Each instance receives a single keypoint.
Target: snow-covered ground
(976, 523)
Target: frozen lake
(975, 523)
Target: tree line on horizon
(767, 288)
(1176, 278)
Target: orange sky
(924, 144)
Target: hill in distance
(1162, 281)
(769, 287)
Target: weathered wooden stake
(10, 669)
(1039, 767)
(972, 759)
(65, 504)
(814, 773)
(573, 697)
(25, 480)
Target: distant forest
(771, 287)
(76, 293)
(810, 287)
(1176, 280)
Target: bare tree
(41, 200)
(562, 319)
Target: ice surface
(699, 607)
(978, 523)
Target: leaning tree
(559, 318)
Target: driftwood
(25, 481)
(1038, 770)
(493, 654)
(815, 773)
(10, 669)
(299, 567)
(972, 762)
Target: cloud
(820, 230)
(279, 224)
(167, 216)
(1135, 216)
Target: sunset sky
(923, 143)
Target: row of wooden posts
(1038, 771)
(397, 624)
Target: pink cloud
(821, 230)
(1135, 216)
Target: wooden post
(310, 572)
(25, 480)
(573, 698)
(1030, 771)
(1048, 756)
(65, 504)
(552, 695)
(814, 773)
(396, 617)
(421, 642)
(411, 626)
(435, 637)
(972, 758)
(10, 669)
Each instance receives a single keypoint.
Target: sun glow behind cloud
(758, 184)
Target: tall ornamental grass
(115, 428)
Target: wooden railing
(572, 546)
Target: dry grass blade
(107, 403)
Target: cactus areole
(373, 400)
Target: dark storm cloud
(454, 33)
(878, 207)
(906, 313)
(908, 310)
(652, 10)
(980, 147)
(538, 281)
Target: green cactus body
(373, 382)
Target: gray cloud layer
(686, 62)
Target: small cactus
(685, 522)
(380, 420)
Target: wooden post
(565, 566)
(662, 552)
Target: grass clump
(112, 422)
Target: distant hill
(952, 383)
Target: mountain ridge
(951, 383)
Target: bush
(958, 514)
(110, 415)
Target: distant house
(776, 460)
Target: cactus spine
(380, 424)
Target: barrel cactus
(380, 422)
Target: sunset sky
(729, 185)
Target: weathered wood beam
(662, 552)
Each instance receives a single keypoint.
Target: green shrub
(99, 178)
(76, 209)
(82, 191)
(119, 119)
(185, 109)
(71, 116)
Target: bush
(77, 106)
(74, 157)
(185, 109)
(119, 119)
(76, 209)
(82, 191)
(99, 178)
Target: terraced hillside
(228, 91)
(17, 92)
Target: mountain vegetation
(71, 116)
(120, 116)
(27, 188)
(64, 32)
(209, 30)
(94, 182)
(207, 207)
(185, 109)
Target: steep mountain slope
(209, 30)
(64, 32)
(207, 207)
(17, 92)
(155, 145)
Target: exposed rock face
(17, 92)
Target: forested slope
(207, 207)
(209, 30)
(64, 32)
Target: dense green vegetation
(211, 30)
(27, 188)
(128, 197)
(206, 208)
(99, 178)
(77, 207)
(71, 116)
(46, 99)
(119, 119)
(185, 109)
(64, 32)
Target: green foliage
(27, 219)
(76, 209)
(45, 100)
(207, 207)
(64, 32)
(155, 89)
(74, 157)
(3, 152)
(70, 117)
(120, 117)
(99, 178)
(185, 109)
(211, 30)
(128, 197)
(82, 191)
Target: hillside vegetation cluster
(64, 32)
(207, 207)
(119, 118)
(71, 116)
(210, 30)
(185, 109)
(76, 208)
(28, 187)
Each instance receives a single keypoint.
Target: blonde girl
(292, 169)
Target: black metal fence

++++++++++

Render all of the records above as a numbered list with one line per item, and leave out any blank lines.

1. Each instance receives a single keypoint.
2. Target: snow-covered ground
3. (976, 523)
4. Target: frozen lake
5. (975, 523)
6. Target: tree line on horizon
7. (767, 288)
8. (1176, 278)
9. Target: orange sky
10. (924, 144)
11. Target: hill in distance
12. (1162, 281)
13. (769, 287)
14. Target: weathered wooden stake
15. (10, 669)
16. (1039, 767)
17. (972, 759)
18. (65, 504)
19. (814, 773)
20. (573, 697)
21. (25, 480)
22. Target: distant forest
23. (771, 287)
24. (76, 293)
25. (810, 287)
26. (1176, 280)
27. Target: bare tree
28. (41, 200)
29. (562, 319)
30. Target: ice surface
31. (699, 607)
32. (978, 523)
33. Target: leaning tree
34. (559, 318)
35. Target: driftwood
36. (25, 481)
37. (1038, 770)
38. (493, 654)
39. (815, 773)
40. (10, 669)
41. (299, 567)
42. (972, 762)
43. Target: cloud
44. (820, 230)
45. (279, 224)
46. (167, 216)
47. (1135, 216)
48. Target: sunset sky
49. (923, 143)
50. Target: row of wooden posts
51. (1038, 771)
52. (397, 624)
53. Target: pink cloud
54. (821, 230)
55. (1135, 216)
56. Target: wooden post
57. (310, 572)
58. (25, 480)
59. (573, 698)
60. (1030, 771)
61. (1048, 756)
62. (65, 504)
63. (552, 695)
64. (814, 773)
65. (396, 617)
66. (421, 642)
67. (411, 626)
68. (435, 637)
69. (972, 758)
70. (10, 669)
71. Each instance receives a single keypoint.
72. Target: sun glow behind cloud
73. (758, 184)
74. Target: tall ornamental grass
75. (115, 428)
76. Target: wooden railing
77. (572, 546)
78. Target: dry grass blade
79. (107, 403)
80. Target: cactus areole
81. (373, 400)
82. Target: dark storm cloud
83. (454, 33)
84. (878, 207)
85. (906, 313)
86. (908, 310)
87. (652, 10)
88. (980, 147)
89. (538, 281)
90. Target: green cactus body
91. (373, 382)
92. Target: gray cloud layer
93. (686, 62)
94. Target: small cactus
95. (685, 522)
96. (380, 420)
97. Target: wooden post
98. (565, 566)
99. (662, 552)
100. Target: grass clump
101. (112, 422)
102. Target: distant hill
103. (952, 383)
104. Target: mountain ridge
105. (951, 383)
106. Target: bush
107. (958, 514)
108. (110, 415)
109. Target: distant house
110. (776, 460)
111. Target: cactus spine
112. (380, 424)
113. Target: barrel cactus
114. (380, 422)
115. Target: sunset sky
116. (729, 185)
117. Target: weathered wood beam
118. (662, 552)
119. Each instance receives a single keypoint.
120. Target: green shrub
121. (99, 178)
122. (76, 209)
123. (82, 191)
124. (119, 119)
125. (185, 109)
126. (71, 116)
127. Target: bush
128. (77, 106)
129. (74, 157)
130. (185, 109)
131. (119, 119)
132. (76, 209)
133. (82, 191)
134. (99, 178)
135. Target: terraced hillside
136. (228, 91)
137. (17, 92)
138. Target: mountain vegetation
139. (71, 116)
140. (120, 116)
141. (27, 188)
142. (64, 32)
143. (209, 30)
144. (94, 182)
145. (207, 207)
146. (185, 109)
147. Target: steep mountain slope
148. (209, 30)
149. (64, 32)
150. (207, 207)
151. (17, 92)
152. (155, 145)
153. Target: exposed rock face
154. (17, 92)
155. Target: forested slope
156. (207, 207)
157. (209, 30)
158. (64, 32)
159. Target: dense green vegetation
160. (211, 30)
161. (27, 188)
162. (128, 197)
163. (206, 208)
164. (99, 178)
165. (77, 207)
166. (71, 116)
167. (46, 99)
168. (119, 119)
169. (185, 109)
170. (64, 32)
171. Target: green foliage
172. (27, 219)
173. (76, 209)
174. (45, 100)
175. (207, 207)
176. (64, 32)
177. (155, 89)
178. (74, 157)
179. (3, 152)
180. (70, 117)
181. (120, 117)
182. (99, 178)
183. (185, 109)
184. (211, 30)
185. (128, 197)
186. (82, 191)
187. Target: hillside vegetation cluster
188. (64, 32)
189. (207, 207)
190. (119, 118)
191. (71, 116)
192. (210, 30)
193. (185, 109)
194. (76, 208)
195. (28, 187)
196. Each instance receives a single keypoint.
197. Target: blonde girl
198. (292, 169)
199. Target: black metal fence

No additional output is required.